- TASK ITEM
Reproduce the records below in their entirety, character for character.

**** SUPPLIED ENTRIES

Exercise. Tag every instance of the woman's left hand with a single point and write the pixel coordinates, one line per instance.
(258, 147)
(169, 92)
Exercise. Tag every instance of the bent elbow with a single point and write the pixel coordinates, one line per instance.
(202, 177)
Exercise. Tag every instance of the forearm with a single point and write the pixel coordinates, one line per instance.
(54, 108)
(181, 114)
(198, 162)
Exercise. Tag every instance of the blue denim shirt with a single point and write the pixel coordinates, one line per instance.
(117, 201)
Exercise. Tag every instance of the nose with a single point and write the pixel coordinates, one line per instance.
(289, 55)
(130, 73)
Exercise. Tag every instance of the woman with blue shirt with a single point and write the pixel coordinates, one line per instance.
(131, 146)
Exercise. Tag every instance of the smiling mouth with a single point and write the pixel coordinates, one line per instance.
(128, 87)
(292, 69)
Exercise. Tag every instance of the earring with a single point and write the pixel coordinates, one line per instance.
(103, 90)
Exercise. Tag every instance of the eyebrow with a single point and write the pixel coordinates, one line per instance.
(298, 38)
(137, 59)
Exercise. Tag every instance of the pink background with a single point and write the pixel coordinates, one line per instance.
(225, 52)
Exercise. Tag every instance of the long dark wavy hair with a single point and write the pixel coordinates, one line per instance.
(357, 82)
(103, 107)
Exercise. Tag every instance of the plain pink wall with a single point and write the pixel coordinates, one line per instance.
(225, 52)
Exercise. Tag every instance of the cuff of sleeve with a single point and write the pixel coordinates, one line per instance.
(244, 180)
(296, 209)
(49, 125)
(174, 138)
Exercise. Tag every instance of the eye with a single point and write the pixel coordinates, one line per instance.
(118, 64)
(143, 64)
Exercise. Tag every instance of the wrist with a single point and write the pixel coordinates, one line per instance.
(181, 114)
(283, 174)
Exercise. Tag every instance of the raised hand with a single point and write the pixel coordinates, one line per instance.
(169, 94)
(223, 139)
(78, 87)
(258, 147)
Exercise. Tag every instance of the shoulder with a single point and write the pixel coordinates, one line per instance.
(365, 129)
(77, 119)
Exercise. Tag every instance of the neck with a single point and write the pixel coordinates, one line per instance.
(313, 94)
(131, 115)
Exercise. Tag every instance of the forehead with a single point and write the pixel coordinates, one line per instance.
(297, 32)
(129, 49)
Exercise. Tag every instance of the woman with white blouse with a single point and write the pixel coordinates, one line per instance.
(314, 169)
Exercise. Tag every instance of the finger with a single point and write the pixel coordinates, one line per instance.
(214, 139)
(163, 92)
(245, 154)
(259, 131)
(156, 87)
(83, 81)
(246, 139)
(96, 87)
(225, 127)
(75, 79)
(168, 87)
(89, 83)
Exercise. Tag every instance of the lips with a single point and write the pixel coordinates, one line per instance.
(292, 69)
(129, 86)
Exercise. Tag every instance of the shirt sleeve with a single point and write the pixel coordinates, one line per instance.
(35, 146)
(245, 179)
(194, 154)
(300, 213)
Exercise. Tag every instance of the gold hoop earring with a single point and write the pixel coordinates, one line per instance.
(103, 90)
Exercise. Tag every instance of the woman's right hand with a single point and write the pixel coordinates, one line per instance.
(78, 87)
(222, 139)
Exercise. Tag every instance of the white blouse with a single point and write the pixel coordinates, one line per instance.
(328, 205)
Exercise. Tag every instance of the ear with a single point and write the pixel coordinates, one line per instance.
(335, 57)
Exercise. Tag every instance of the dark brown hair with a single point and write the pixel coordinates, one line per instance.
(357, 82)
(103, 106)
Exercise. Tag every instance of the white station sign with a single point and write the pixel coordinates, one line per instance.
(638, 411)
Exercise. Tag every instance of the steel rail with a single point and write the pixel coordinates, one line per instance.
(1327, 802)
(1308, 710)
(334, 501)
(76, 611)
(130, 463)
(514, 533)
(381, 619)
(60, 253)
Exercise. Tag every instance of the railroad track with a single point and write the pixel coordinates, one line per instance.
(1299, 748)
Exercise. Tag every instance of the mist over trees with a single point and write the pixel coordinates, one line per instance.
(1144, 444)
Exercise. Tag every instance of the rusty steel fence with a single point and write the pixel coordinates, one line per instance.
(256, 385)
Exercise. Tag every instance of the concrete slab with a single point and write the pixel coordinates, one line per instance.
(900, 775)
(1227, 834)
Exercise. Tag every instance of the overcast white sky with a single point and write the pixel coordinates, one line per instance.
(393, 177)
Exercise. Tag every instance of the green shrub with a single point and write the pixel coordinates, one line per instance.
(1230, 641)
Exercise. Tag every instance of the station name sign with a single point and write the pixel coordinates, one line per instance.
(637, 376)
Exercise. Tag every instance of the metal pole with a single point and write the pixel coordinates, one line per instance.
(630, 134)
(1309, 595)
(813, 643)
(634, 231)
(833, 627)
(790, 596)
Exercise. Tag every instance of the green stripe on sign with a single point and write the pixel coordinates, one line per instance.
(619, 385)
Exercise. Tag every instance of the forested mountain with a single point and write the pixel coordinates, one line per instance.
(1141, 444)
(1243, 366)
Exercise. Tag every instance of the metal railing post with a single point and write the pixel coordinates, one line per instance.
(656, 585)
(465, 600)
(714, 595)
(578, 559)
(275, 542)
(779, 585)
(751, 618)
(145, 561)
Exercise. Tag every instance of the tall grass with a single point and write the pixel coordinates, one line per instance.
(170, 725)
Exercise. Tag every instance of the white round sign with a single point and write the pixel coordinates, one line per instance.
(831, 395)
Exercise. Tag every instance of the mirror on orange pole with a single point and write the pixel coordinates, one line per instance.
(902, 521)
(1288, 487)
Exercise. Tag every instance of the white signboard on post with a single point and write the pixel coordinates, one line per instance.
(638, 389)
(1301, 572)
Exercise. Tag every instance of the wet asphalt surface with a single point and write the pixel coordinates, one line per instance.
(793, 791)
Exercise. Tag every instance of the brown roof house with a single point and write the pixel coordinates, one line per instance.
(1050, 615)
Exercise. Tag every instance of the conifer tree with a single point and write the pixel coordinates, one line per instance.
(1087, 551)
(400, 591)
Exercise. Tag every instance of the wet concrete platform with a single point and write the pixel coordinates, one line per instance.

********

- WRITTEN ANSWER
Exercise. Tag every instance of the woman's left hand with a single point and write the pixel coordinates, one line per instance.
(258, 147)
(169, 92)
Exercise. Tag every instance of the bent elbow with a single point and write the pixel coordinates, one line per instance.
(202, 177)
Exercise. Tag every instance of the forearm with a single point and write the pixel coordinates, one line per instance.
(54, 108)
(181, 114)
(198, 162)
Exercise. Tag every instance of the blue denim shirt with a single point and write the pixel coordinates, one line per instance.
(117, 201)
Exercise. Tag every instance of the nose with a single point and write the pixel coordinates, one line per instance.
(289, 55)
(130, 73)
Exercise. Tag every instance of the woman with blue shirt with a single point and write the pixel coordinates, one line per instance.
(131, 146)
Exercise. Tag every instance of the smiling mouth with a single point and write the pixel coordinates, one line per instance.
(128, 87)
(292, 69)
Exercise. Tag every instance of the earring with a single point and write the pixel coordinates, one line per instance.
(103, 90)
Exercise. Tag every instance of the eyebrow with a single point and write the pixel coordinates, one line per instance.
(298, 38)
(137, 59)
Exercise. Tag every instance of the pink background with a single point and write the pixel coordinates, one line per instance.
(225, 52)
Exercise. Tag every instance of the long dark wavy hair with a single point and write the pixel coordinates, one line per instance.
(357, 82)
(103, 107)
Exercise. Tag every instance of the plain pink wall with a single point and write the pixel coordinates, one line per instance.
(225, 52)
Exercise. Tag every instance of the cuff of sleeve with a single point and write the pixel coordinates, one line per instance.
(244, 180)
(296, 209)
(49, 125)
(174, 138)
Exercise. Tag every instance of the eye with a single point and write the pixel coordinates, one line per instance.
(118, 64)
(143, 64)
Exercise. Tag every instance of the wrist with a single point and write the pixel coordinates, one line per instance.
(181, 114)
(283, 174)
Exercise. Tag every instance of the raised hand with a single point and write the pixel coordinates, one line per instance.
(169, 94)
(223, 139)
(78, 87)
(258, 147)
Exercise. Tag every instance of the shoulder with a single point and write the pixel coordinates, one line per instance.
(365, 129)
(77, 119)
Exercise. Tag every instance of the neck with a single point and write the pixel coordinates, one line per instance.
(313, 94)
(131, 115)
Exercise. Tag every instance of the forehead with a single point and write the pixel coordinates, one line per instance.
(297, 32)
(129, 49)
Exercise. Tag every instance of the woman with white blouse with a single point and write the pixel coordinates, one line per instance.
(314, 169)
Exercise. Tag every instance of the finger with a single point and write the pixel coordinates, one line per instance.
(214, 139)
(163, 92)
(245, 154)
(259, 131)
(156, 87)
(83, 81)
(246, 139)
(96, 87)
(225, 127)
(75, 79)
(168, 87)
(89, 83)
Exercise. Tag every instance of the lips with a single point and write the pixel coordinates, one line per instance.
(292, 69)
(129, 86)
Exercise. Tag every instance of the shirt sleeve with a single point and write the pixel coordinates, one line per instance.
(35, 146)
(245, 179)
(194, 154)
(300, 213)
Exercise. Tag every instance of the gold hoop earring with a single point and write the pixel coordinates, one line per instance.
(103, 90)
Exercise. Tag every instance of the woman's right hand with a single point and write the pixel coordinates, one line per instance.
(78, 87)
(222, 139)
Exercise. Tag every instance of the white blouse with a single point and write the pixel coordinates, one line per instance.
(328, 205)
Exercise. Tag every instance of the ear with a single point and write the pixel coordinates, one line per instance.
(335, 57)
Exercise. Tag every instance of the dark brown hair with a single point and write the pixel coordinates, one line per instance.
(357, 82)
(103, 106)
Exercise. Tag every instance of the white station sign with a single point and write the pixel coordinates, one line per instance.
(638, 411)
Exercise. Tag every instance of the steel rail with a single point and write the pixel coordinates, one line per instance.
(1327, 802)
(1308, 710)
(334, 501)
(76, 611)
(130, 463)
(514, 533)
(381, 619)
(60, 253)
Exercise. Tag every instance of the railroad track with a single point and write the pixel coordinates, one line per instance.
(1299, 748)
Exercise. Tag every instance of the mist over trees with a single point and write the pixel coordinates, one line per instance.
(1144, 444)
Exercise. Tag every instance of the rusty steel fence with a single point and write the pixel coordinates, one line per instance.
(256, 385)
Exercise. Tag every instance of the concrete slab with a single point and write the pixel coordinates, one line per instance.
(900, 775)
(1227, 834)
Exercise. Tag every instance of the overcast white sky with a single point and write the pixel coordinates, one line per instance.
(393, 177)
Exercise. Tag every instance of the green shrub with a single point and write the pixel coordinates, one line per instance.
(1230, 641)
Exercise. Tag every instance of the station name sign with a single point and write the pixel coordinates, one line per instance.
(637, 376)
Exercise. Tag every instance of the metal pole with a single point and write the pixel coordinates, one line per instance.
(630, 134)
(1309, 595)
(813, 643)
(634, 231)
(833, 627)
(790, 596)
Exercise. Tag every instance of the green stripe on sign with a single point and write the pixel coordinates, one line per instance.
(619, 385)
Exercise. Tag every instance of the forested mountain with a single point and write the pixel coordinates, one line per instance.
(1141, 444)
(1243, 366)
Exercise. Tag every instance of the metal railing post with a single point and write the pixel coordinates, one line per instance.
(656, 585)
(465, 600)
(714, 595)
(578, 559)
(275, 542)
(779, 585)
(751, 618)
(145, 561)
Exercise. Tag every instance of the tall grass with a single point and write the pixel coordinates, one line per instance.
(170, 725)
Exercise. Tag every instance of the white round sign with a single point and write the pixel coordinates, one line per instance.
(831, 395)
Exercise. Tag every instance of the mirror on orange pole with a single point and write the pixel coordinates, one line per instance.
(902, 521)
(1288, 487)
Exercise. Tag every instance of the white signboard on post with a single point and write the pixel coordinates, one line per instance.
(638, 389)
(1301, 572)
Exercise. Tag every instance of the wet asphalt surface with a single point and write the pixel coordinates, one line per instance.
(793, 791)
Exercise. Tag every instance of the brown roof house with a single point and write the pixel coordinates, one line per instance.
(1050, 615)
Exercise. Tag every instance of the conifer tree with a single point and write the pixel coordinates, one line per instance.
(1087, 551)
(400, 591)
Exercise. Tag every instance of the wet concrete platform with a single point and write the pixel coordinates, one line per instance.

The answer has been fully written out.